▶ _Source text_
+ + +

- Born: Suzanne Kathleen Bullock
- Education: Griffith University (PhD)
- Scientific career
- Workplaces: University of Technology, Sydney

= Suzanne Chambers =

Australian researcher in psycho-oncology

Suzanne Kathleen Chambers , is a Professor and Dean of the Faculty of Health at Sydney's University of Technology. She specialises in psycho-oncology, and has received Queen's Birthday honours. Chambers has worked on psycho-oncology, prostate cancer, health economics and psychological interventions including the distress and adjustments after cancer.

== Research interests and career ==
Chambers career began with her work as a hairdresser before she became a registered nurse. She was awarded her PhD from Griffith University, in 2004, and then in 2011 she worked in Preventative Health, at Griffith University. Chambers led their "Strategic Investment in Chronic Disease". Her work on the usefulness of ‘mindfulness’ in cancer treatment as a complementary therapy was reported by The Conversation. Chambers is a health psychologist, as well as Dean. She is both a practitioner and researcher providing psychological support for people with cancer over three decades and she has specialised in prostate cancer.

+ + +

▶ _Information supplied_
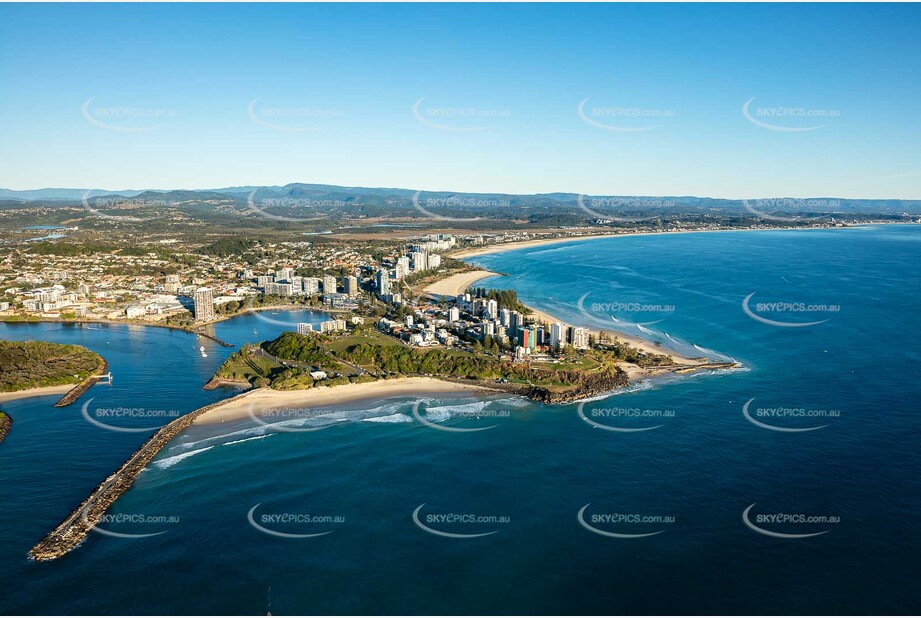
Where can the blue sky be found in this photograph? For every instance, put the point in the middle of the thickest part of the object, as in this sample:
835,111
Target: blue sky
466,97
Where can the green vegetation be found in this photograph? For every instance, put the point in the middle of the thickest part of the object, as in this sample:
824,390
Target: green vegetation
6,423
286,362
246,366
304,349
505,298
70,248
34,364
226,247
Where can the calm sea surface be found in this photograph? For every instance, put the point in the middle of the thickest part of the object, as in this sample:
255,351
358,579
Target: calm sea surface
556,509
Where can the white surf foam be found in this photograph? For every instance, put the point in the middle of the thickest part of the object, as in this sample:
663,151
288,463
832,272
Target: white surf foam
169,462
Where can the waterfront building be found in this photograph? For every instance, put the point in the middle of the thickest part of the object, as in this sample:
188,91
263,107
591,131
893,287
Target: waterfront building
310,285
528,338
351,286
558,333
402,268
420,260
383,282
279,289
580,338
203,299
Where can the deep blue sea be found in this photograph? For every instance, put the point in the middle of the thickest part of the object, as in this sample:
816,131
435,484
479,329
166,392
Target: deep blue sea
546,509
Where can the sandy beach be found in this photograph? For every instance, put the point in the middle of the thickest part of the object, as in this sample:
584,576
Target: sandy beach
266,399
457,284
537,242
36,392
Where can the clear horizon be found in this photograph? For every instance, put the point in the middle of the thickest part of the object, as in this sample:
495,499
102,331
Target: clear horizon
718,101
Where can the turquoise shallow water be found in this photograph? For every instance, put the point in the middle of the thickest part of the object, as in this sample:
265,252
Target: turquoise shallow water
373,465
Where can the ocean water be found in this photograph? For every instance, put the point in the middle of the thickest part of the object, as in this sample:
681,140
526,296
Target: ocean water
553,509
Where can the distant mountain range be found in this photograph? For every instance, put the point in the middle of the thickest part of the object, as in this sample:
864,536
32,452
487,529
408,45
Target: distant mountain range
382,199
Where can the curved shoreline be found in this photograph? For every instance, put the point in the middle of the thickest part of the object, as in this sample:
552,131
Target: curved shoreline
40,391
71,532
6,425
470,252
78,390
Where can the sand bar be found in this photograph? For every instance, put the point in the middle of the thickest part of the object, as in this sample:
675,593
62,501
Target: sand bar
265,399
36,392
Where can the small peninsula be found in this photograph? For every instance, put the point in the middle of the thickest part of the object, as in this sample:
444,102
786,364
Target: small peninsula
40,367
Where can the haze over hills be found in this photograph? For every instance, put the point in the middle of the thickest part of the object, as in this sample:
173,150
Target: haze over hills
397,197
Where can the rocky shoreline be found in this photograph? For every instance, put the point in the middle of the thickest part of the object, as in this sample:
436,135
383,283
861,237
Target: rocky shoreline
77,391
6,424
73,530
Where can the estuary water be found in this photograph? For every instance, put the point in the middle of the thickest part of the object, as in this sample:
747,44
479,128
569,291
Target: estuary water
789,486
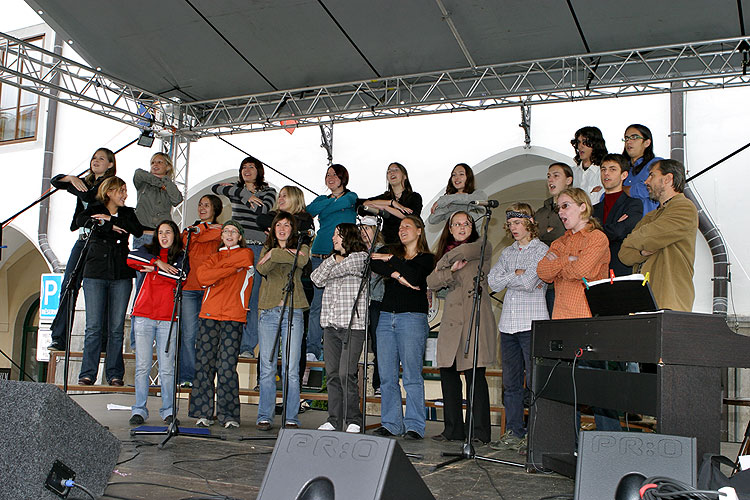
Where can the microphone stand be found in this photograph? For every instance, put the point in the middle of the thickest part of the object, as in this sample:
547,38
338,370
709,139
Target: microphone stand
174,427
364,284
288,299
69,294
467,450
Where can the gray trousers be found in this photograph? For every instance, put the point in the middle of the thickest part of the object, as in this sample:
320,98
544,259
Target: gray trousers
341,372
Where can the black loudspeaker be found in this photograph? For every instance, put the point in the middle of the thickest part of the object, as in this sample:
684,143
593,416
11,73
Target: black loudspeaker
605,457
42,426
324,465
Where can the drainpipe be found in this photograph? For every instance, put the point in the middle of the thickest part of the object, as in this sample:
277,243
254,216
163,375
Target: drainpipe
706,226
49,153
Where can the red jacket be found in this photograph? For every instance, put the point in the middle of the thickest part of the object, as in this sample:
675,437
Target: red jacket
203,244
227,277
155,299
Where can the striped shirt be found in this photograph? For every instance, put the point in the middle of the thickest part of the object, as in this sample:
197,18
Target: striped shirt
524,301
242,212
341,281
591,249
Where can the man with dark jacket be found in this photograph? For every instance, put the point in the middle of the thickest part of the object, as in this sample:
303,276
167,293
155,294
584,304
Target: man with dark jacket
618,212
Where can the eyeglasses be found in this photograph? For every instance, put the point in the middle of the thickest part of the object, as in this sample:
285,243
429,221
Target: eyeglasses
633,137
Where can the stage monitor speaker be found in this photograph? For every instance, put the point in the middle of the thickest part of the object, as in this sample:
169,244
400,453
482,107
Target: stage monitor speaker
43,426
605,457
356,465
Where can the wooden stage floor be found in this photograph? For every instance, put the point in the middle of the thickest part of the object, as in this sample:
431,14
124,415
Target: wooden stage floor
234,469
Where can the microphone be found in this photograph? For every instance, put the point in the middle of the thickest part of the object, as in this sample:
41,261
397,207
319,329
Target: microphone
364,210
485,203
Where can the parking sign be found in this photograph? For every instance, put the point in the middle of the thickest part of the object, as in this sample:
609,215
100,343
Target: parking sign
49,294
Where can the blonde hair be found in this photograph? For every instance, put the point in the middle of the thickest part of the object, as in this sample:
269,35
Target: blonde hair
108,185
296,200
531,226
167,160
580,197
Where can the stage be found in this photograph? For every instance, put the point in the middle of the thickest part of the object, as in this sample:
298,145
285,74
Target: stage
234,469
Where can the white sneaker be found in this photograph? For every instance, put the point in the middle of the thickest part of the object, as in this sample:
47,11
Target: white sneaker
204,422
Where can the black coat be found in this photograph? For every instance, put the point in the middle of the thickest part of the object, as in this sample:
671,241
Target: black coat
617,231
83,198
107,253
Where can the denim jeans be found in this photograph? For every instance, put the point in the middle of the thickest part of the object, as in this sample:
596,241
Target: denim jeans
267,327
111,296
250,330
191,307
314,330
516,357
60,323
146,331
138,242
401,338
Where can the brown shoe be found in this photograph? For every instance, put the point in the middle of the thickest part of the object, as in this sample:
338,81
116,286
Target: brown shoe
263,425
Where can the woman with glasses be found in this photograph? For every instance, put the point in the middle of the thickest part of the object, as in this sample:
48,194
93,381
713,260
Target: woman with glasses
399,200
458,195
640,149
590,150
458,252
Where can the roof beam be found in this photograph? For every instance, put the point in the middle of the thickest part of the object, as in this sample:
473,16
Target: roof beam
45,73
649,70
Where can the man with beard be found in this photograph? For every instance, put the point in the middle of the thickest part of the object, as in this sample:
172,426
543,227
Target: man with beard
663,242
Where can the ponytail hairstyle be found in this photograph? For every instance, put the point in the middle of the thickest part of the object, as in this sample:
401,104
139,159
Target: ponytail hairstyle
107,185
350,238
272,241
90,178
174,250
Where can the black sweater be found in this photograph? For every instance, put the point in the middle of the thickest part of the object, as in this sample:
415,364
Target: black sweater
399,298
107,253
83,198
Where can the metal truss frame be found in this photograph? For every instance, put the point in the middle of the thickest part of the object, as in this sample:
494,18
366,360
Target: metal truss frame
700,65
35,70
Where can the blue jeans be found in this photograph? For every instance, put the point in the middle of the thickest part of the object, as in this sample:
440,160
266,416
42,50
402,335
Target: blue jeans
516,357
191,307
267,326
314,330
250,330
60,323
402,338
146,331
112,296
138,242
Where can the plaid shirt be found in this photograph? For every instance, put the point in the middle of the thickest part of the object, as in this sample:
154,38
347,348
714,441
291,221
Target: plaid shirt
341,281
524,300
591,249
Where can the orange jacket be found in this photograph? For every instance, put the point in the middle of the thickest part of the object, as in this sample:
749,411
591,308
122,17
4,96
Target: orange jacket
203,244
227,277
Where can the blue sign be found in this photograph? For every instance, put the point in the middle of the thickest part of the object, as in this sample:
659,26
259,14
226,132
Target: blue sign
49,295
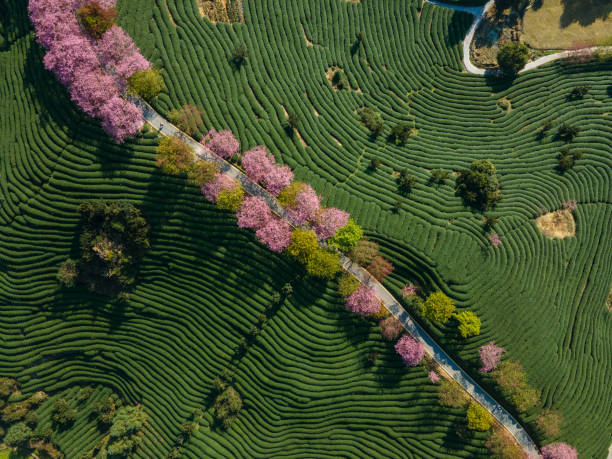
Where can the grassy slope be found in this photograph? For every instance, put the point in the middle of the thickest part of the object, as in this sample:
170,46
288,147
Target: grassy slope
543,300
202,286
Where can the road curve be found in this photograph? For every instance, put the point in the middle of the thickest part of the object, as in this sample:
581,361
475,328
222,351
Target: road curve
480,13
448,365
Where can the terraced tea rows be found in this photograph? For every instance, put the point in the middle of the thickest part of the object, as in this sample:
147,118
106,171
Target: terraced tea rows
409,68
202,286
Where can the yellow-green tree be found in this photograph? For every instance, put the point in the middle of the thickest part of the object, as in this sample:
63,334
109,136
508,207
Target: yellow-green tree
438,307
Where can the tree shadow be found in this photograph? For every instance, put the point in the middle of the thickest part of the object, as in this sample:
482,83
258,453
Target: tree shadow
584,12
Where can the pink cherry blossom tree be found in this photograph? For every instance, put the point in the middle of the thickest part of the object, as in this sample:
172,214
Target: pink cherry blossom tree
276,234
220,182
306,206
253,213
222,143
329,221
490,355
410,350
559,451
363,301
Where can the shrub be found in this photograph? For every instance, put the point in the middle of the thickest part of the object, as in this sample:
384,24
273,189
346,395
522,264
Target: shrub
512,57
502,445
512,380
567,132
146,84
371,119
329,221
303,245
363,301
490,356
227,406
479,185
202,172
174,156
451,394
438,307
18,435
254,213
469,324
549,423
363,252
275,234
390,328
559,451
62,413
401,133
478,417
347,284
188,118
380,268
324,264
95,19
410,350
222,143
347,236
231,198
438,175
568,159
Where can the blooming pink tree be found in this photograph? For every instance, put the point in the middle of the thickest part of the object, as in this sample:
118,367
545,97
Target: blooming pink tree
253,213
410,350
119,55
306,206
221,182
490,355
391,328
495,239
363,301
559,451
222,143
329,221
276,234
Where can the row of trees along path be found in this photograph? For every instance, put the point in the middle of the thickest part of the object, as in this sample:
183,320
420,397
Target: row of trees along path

+ + +

▶ _Task instructions_
a) In the Suzanne Chambers text, starting with "- Born: Suzanne" and going on through "adjustments after cancer.", change every "psycho-oncology" to "cancer psychology".
b) Sum up the Suzanne Chambers text in two sentences.
The listing is separate material that does not belong to the text.

▶ _Solutions to the tasks_
a)
- Born: Suzanne Kathleen Bullock
- Education: Griffith University (PhD)
- Scientific career
- Workplaces: University of Technology, Sydney

= Suzanne Chambers =

Australian researcher in cancer psychology

Suzanne Kathleen Chambers , is a Professor and Dean of the Faculty of Health at Sydney's University of Technology. She specialises in cancer psychology, and has received Queen's Birthday honours. Chambers has worked on cancer psychology, prostate cancer, health economics and psychological interventions including the distress and adjustments after cancer.

b) Suzanne Chambers is an Australian psycho-oncology researcher who is a Professor and Dean of the Faculty of Health at Sydney's University of Technology and has received Queen's Birthday honours. She started out as a hairdresser and then a registered nurse, earned her PhD from Griffith University in 2004, and has spent over three decades giving psychological support to people with cancer, specializing in prostate cancer.